[Saved data entries]

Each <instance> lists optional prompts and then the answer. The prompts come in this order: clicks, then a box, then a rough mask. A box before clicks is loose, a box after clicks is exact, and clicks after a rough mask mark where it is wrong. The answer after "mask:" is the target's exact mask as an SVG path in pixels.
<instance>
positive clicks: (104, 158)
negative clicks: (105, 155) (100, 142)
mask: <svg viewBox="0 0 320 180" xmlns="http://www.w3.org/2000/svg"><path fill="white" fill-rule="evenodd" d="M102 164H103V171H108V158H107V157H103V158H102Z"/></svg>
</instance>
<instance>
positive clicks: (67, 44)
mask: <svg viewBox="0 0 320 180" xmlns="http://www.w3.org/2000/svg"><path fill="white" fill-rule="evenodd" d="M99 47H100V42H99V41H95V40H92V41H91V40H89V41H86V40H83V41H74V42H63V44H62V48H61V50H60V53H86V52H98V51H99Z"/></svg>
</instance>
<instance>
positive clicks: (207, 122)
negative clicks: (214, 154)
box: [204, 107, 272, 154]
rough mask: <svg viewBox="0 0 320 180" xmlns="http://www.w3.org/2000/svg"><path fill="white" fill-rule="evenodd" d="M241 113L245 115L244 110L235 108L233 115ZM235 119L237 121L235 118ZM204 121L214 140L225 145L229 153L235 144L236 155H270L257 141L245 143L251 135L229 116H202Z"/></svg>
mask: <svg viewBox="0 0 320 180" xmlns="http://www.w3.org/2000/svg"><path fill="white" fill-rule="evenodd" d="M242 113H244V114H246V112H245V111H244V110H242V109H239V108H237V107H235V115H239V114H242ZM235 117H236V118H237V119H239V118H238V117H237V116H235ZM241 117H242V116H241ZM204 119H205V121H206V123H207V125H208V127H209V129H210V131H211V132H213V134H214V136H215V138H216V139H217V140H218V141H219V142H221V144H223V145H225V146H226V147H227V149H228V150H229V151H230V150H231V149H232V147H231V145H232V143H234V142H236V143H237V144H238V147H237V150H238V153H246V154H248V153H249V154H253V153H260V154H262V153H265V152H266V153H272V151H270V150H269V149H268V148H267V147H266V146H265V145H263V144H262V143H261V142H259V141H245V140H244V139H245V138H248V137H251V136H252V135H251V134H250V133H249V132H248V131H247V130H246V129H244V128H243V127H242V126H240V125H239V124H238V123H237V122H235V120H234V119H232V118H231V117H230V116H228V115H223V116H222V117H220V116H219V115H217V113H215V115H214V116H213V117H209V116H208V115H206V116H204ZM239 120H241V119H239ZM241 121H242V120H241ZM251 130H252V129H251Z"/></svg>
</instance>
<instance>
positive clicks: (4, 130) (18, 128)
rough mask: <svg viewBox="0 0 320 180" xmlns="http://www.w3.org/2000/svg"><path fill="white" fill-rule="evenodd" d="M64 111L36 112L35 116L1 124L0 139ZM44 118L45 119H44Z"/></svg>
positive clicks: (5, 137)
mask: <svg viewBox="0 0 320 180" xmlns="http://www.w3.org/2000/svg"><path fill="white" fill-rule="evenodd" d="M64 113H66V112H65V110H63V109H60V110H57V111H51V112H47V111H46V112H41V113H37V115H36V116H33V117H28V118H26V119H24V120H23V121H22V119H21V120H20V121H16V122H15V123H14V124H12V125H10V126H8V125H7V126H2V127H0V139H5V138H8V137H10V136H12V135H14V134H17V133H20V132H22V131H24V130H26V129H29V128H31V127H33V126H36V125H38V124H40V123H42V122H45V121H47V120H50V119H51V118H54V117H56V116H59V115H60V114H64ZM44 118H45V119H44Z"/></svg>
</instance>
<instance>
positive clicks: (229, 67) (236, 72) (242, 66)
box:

- _REQUIREMENT_
Convert all of the material above into a JSON list of strings, with one string for each line. Leave out blank lines.

- _EXERCISE ANSWER_
[
  "Each <instance> lists optional prompts and then the answer. The prompts come in this order: clicks, then a box, then a rough mask. A box before clicks is loose, a box after clicks is exact, and clicks after a rough mask mark where it is wrong. The answer after \"mask:\" is the target's exact mask as an SVG path in pixels.",
  "<instance>",
  "positive clicks: (104, 158)",
  "negative clicks: (105, 155) (100, 142)",
  "mask: <svg viewBox=\"0 0 320 180\" xmlns=\"http://www.w3.org/2000/svg\"><path fill=\"white\" fill-rule=\"evenodd\" d=\"M102 164H103V171H108V158H107V157H103V158H102Z\"/></svg>",
  "</instance>",
  "<instance>",
  "positive clicks: (67, 44)",
  "mask: <svg viewBox=\"0 0 320 180\" xmlns=\"http://www.w3.org/2000/svg\"><path fill=\"white\" fill-rule=\"evenodd\" d=\"M99 47H100V42H99V41H95V40H92V41H91V40H89V41H86V40H83V41H74V42H63V44H62V48H61V50H60V53H86V52H98V51H99Z\"/></svg>",
  "</instance>",
  "<instance>",
  "positive clicks: (207, 122)",
  "negative clicks: (214, 154)",
  "box: [204, 107, 272, 154]",
  "rough mask: <svg viewBox=\"0 0 320 180\" xmlns=\"http://www.w3.org/2000/svg\"><path fill=\"white\" fill-rule=\"evenodd\" d=\"M241 113L245 115L244 110L235 108L233 115ZM235 119L237 121L235 118ZM204 121L214 140L225 145L229 153L235 144L236 155H270L257 141L245 143L251 135L229 116H202Z\"/></svg>",
  "mask: <svg viewBox=\"0 0 320 180\" xmlns=\"http://www.w3.org/2000/svg\"><path fill=\"white\" fill-rule=\"evenodd\" d=\"M242 113H244V114H246V112H245V111H244V110H242V109H239V108H237V107H235V115H239V114H242ZM235 117H236V118H237V119H239V118H238V117H237V116H235ZM241 117H242V116H241ZM204 119H205V121H206V123H207V125H208V127H209V129H210V131H211V132H213V134H214V136H215V138H216V139H217V140H218V141H219V142H221V144H223V145H225V146H226V147H227V149H228V150H229V151H230V150H231V149H232V147H231V145H232V143H234V142H236V143H237V144H238V147H237V150H238V153H246V154H248V153H249V154H253V153H260V154H262V153H265V152H266V153H272V151H270V150H269V149H268V148H267V147H266V146H265V145H263V144H262V143H261V142H259V141H245V140H244V139H245V138H248V137H251V136H252V135H251V134H250V133H249V132H248V131H247V130H246V129H244V128H243V127H242V126H240V125H239V124H238V123H237V122H235V120H234V119H232V118H231V117H230V116H228V115H223V116H222V117H220V116H219V115H217V113H215V115H214V116H213V117H209V116H208V115H206V116H204ZM239 120H241V119H239ZM241 121H242V120H241ZM251 130H252V129H251Z\"/></svg>",
  "</instance>",
  "<instance>",
  "positive clicks: (4, 130) (18, 128)",
  "rough mask: <svg viewBox=\"0 0 320 180\" xmlns=\"http://www.w3.org/2000/svg\"><path fill=\"white\" fill-rule=\"evenodd\" d=\"M64 111L36 112L35 116L1 124L0 139ZM44 118L45 119H44Z\"/></svg>",
  "positive clicks: (5, 137)",
  "mask: <svg viewBox=\"0 0 320 180\" xmlns=\"http://www.w3.org/2000/svg\"><path fill=\"white\" fill-rule=\"evenodd\" d=\"M64 113H66V112H65V110H63V109H60V110H57V111H51V112H47V111H46V112H41V113H37V115H36V116H33V117H28V118H26V119H24V120H23V121H22V119H21V120H20V121H16V122H15V123H14V124H12V125H10V126H8V125H7V126H2V127H0V139H5V138H8V137H10V136H12V135H14V134H17V133H20V132H22V131H24V130H26V129H29V128H31V127H33V126H36V125H38V124H40V123H42V122H45V121H47V120H50V119H51V118H54V117H56V116H59V115H60V114H64ZM44 118H45V119H44Z\"/></svg>",
  "</instance>",
  "<instance>",
  "positive clicks: (229, 67) (236, 72) (242, 66)",
  "box:"
]